Julie oder Die neue Heloise
Tugend ist, das Böse zu meiden, sagt der Glücksjäger, der nach dem höchsten und ewigen Glücke rennt, so ist es der erste Schritt zum Glücke, keine Leiden zu haben. Er will also den Leiden entgehen, oder sie umgehen, oder doch ihnen die Stachel ausreißen, und zugleich will er sich einen Genuß schaffen, der unwandelbar ist.
Die List, welche er anwendet, um die wirkliche Natur zu betrügen, besteht darin, daß er sich von der Welt losmacht, sich in sein Herz zurückzieht, sich selbst Aufgaben stellt, die nur er selbst lösen kann, um sich, wenn er sie gelöst hat, über sich und sein Werk zu freuen und in dieser Befriedigung seiner selbst glücklich zu sein. Vor lauter innerem Glück bedarf er dann des äußeren nicht, und der Genuß kann ihm nicht entgehen, weil er die Mittel seines Genusses, gleich dem Selbstschänder, überall mit sich herumträgt.

### Bereitgestellte Daten
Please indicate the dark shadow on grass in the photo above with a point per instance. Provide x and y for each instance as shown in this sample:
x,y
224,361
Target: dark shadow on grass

### Arbeitsanweisungen
1. Kopieren Sie aus dem Text über den Glücksjäger wortgetreu den Abschnitt, der mit den Worten „Julie oder Die“ einsetzt und mit „mit sich herumträgt.“ schließt.
2. Greifen Sie den Text über den Glücksjäger nach seinem letzten Satz wieder auf und schreiben Sie ihn weiter.
Die Daten spielen für die Bearbeitung keine Rolle.

### Lösungen je Aufgabe
1.
Julie oder Die neue Heloise
Tugend ist, das Böse zu meiden, sagt der Glücksjäger, der nach dem höchsten und ewigen Glücke rennt, so ist es der erste Schritt zum Glücke, keine Leiden zu haben. Er will also den Leiden entgehen, oder sie umgehen, oder doch ihnen die Stachel ausreißen, und zugleich will er sich einen Genuß schaffen, der unwandelbar ist.
Die List, welche er anwendet, um die wirkliche Natur zu betrügen, besteht darin, daß er sich von der Welt losmacht, sich in sein Herz zurückzieht, sich selbst Aufgaben stellt, die nur er selbst lösen kann, um sich, wenn er sie gelöst hat, über sich und sein Werk zu freuen und in dieser Befriedigung seiner selbst glücklich zu sein. Vor lauter innerem Glück bedarf er dann des äußeren nicht, und der Genuß kann ihm nicht entgehen, weil er die Mittel seines Genusses, gleich dem Selbstschänder, überall mit sich herumträgt.

2.
Das Opfer der Wirklichkeit ist demnach in der That kein Opfer, sondern ein Genuß. Das Opfer trägt seinen Lohn in sich. Ja, der Schmerz selbst, den es mit sich führt, ist süß. Auch dieser Schmerz ist ein verfeinerter Genuß. Die Tugendhelden versichern es jeden Augenblick, daß in dem empfindsamen Weh des Opfers eine eigne Wonne liege. Das Opfer ist ein Scheinopfer. Das gebrochene Herz, das sich selbst opfert, dieses scheinheilige Herz, opfert sich nicht auf, sondern bringt nur, mit feiner List, sich selber Opfer. Sein Eigennutz ist der Eigennutz, der das Gegentheil von sich sein will und zu sein vorgiebt, ein heuchlerischer Eigennutz.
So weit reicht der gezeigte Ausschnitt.